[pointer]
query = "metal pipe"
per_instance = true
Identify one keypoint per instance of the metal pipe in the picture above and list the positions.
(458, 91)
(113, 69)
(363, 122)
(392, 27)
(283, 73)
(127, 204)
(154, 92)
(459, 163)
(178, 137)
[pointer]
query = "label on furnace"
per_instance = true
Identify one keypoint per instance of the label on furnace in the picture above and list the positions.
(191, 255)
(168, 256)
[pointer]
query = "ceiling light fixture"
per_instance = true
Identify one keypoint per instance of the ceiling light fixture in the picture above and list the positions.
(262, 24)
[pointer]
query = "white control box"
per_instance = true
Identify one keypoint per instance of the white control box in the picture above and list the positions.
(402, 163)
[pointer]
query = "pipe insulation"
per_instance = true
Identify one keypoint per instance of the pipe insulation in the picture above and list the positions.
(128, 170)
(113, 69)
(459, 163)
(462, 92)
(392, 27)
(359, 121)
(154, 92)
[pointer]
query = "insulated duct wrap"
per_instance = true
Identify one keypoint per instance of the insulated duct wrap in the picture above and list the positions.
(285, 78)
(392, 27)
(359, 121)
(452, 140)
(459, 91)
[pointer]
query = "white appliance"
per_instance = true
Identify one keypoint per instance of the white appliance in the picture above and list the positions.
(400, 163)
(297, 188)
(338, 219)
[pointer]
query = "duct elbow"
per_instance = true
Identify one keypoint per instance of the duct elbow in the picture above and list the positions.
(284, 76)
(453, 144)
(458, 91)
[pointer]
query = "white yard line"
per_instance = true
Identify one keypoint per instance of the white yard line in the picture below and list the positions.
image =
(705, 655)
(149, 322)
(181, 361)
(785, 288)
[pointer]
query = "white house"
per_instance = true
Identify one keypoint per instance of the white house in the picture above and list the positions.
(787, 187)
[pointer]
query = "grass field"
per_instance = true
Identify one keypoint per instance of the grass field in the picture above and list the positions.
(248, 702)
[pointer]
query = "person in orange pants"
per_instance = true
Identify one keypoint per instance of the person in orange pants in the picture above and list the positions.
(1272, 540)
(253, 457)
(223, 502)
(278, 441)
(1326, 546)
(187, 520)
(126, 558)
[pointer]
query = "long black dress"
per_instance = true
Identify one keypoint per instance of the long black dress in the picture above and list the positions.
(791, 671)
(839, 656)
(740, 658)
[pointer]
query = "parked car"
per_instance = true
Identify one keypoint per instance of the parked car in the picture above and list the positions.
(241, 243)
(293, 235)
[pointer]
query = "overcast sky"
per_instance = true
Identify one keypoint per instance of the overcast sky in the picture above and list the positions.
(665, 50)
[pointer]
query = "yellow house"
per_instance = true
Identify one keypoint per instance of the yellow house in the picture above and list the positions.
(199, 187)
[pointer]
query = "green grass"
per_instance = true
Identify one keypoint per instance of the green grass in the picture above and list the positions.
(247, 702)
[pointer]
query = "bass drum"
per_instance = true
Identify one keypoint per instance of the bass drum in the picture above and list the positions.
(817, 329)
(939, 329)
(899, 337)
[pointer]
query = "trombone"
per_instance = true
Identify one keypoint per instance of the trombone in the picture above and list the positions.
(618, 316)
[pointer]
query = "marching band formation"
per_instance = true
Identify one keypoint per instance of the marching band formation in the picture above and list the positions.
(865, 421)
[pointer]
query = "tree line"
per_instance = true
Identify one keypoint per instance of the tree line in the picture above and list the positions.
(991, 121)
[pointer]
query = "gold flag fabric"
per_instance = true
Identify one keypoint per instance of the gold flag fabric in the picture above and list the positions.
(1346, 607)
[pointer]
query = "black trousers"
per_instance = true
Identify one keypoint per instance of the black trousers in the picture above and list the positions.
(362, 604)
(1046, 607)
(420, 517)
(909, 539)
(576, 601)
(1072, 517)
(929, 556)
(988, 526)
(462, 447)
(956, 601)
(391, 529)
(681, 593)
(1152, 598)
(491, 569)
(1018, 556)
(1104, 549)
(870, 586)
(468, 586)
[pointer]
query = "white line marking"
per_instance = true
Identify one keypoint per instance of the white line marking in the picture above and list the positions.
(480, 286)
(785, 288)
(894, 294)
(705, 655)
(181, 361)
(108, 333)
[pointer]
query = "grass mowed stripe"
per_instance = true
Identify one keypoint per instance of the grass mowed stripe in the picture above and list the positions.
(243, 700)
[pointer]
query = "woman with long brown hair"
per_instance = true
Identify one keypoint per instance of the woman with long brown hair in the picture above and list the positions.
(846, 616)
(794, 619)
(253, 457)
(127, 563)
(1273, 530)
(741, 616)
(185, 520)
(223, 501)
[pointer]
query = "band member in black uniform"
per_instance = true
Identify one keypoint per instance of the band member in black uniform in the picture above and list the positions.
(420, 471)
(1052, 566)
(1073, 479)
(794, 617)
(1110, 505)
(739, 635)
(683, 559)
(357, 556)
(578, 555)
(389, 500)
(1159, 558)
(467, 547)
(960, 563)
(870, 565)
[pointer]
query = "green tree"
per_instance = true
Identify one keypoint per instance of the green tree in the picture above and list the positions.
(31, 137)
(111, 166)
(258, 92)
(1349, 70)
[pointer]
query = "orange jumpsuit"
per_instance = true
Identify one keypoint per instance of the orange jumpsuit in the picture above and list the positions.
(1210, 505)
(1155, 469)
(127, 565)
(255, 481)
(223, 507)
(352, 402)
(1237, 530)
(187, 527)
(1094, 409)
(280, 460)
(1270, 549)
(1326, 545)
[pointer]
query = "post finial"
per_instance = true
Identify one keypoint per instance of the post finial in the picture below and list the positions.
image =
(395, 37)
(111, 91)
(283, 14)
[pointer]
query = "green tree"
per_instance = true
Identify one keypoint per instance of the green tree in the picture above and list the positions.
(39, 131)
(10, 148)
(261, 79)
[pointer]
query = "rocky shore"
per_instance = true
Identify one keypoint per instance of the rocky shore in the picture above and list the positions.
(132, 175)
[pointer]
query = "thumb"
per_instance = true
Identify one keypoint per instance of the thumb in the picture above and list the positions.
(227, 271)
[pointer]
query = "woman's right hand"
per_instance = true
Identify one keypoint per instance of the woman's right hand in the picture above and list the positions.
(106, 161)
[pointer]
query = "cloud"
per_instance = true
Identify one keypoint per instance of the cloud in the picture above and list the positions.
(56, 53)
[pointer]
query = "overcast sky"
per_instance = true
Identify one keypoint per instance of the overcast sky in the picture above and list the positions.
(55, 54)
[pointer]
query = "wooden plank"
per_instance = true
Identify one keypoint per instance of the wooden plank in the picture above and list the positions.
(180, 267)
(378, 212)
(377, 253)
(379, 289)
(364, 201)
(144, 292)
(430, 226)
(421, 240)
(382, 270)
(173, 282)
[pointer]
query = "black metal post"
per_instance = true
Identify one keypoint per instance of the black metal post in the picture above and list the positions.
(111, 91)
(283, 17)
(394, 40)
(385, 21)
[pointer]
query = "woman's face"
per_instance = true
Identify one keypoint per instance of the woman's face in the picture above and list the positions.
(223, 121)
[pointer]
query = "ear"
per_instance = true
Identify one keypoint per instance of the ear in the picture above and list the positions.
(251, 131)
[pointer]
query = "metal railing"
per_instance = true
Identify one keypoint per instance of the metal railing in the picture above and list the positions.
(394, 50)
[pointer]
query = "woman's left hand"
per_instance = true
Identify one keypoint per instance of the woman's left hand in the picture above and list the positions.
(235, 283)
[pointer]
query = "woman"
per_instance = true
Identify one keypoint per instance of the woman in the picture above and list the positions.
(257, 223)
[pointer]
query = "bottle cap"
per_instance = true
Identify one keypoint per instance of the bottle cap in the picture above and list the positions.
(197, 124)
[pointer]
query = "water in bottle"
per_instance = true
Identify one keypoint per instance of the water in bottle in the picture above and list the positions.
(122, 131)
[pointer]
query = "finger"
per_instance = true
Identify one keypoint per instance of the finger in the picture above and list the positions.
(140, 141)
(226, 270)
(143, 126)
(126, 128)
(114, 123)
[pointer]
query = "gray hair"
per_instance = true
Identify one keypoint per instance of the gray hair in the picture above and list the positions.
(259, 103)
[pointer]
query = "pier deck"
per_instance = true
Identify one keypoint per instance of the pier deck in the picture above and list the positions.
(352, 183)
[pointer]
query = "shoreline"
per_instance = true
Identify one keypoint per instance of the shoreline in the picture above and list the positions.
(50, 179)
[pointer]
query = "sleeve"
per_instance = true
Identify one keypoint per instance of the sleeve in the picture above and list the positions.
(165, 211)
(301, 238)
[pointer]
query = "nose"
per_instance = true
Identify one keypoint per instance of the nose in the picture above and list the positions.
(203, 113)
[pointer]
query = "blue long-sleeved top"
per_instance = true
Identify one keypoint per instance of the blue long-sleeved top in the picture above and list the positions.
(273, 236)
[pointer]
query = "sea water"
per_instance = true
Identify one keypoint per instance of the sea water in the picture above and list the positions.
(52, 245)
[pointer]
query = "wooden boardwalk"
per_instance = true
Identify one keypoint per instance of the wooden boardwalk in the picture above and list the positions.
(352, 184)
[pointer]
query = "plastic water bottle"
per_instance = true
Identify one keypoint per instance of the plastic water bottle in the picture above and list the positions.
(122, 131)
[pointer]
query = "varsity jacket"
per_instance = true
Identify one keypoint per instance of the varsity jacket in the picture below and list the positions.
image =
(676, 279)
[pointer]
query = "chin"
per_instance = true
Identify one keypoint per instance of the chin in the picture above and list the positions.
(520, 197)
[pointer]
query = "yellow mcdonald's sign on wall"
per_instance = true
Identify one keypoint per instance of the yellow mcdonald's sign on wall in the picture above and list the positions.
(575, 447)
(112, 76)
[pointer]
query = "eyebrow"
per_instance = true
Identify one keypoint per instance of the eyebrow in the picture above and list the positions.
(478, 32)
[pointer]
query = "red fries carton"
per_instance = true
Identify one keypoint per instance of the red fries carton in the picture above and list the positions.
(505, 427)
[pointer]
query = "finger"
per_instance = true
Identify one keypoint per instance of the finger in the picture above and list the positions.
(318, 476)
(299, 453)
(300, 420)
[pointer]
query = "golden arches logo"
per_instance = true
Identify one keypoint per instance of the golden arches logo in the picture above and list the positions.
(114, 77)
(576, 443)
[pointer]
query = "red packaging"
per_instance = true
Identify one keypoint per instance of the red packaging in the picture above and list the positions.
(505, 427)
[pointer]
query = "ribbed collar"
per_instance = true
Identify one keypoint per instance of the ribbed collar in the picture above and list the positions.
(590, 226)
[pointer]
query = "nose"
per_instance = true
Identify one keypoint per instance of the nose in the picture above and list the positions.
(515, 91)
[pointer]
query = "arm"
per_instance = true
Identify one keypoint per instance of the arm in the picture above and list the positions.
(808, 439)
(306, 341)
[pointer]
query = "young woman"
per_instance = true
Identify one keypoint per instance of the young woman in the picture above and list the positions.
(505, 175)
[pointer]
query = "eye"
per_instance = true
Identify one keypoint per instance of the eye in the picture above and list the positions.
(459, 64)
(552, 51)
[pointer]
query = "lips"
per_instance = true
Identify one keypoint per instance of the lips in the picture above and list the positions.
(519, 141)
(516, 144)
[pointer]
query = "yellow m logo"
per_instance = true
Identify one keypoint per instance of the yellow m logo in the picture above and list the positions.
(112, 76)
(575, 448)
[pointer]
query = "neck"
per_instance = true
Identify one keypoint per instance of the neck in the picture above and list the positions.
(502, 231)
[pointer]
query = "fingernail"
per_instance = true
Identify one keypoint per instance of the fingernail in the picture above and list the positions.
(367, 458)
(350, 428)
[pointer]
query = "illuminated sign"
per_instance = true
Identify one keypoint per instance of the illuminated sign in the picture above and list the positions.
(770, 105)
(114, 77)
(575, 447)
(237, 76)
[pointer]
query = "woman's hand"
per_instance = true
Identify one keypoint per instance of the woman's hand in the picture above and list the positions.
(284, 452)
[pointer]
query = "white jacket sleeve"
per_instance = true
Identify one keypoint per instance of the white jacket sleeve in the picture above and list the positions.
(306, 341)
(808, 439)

* * * * *

■ **Task to complete**
Which lines in the records above contain the word "arches"? Copy each of them in full.

■ **Output for this exercise**
query = "golden arches logo"
Identify one keypoint per instance of the golden arches logo in the picture above and list the positions.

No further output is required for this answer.